What to produce
Convert the material starting at the line containing "label: microwave door" and ending at the line containing "(52, 163), (169, 226)" into a numbered list, leaving out any blank lines.

** BEGIN Supplied records **

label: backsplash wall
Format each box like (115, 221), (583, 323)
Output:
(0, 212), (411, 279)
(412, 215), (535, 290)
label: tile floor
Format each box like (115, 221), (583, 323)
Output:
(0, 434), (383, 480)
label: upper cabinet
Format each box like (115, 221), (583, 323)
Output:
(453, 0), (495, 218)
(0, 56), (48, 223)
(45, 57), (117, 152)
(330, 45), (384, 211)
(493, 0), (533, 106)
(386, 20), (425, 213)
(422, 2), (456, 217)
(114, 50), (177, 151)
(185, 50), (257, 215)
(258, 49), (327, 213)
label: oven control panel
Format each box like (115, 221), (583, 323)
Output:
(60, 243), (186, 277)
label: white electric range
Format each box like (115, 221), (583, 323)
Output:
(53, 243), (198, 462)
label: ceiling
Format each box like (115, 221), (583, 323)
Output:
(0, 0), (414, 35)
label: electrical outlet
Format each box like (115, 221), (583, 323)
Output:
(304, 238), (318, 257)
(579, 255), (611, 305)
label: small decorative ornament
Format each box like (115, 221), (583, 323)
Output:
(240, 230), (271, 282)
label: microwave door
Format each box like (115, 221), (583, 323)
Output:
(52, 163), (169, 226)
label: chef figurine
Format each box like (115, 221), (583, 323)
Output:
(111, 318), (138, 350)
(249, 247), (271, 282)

** END Supplied records **
** BEGIN Supplied records **

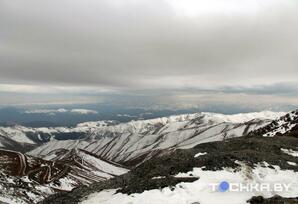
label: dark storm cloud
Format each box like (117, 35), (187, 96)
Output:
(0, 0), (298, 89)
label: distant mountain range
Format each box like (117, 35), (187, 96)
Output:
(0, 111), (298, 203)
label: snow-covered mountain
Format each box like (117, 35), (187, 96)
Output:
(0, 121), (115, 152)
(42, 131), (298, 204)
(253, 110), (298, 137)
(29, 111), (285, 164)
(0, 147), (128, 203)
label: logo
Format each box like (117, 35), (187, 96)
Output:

** END Supplied records **

Result below
1. label: microwave door
2. Format each box like (115, 221), (583, 323)
3. Output:
4. (52, 163), (169, 226)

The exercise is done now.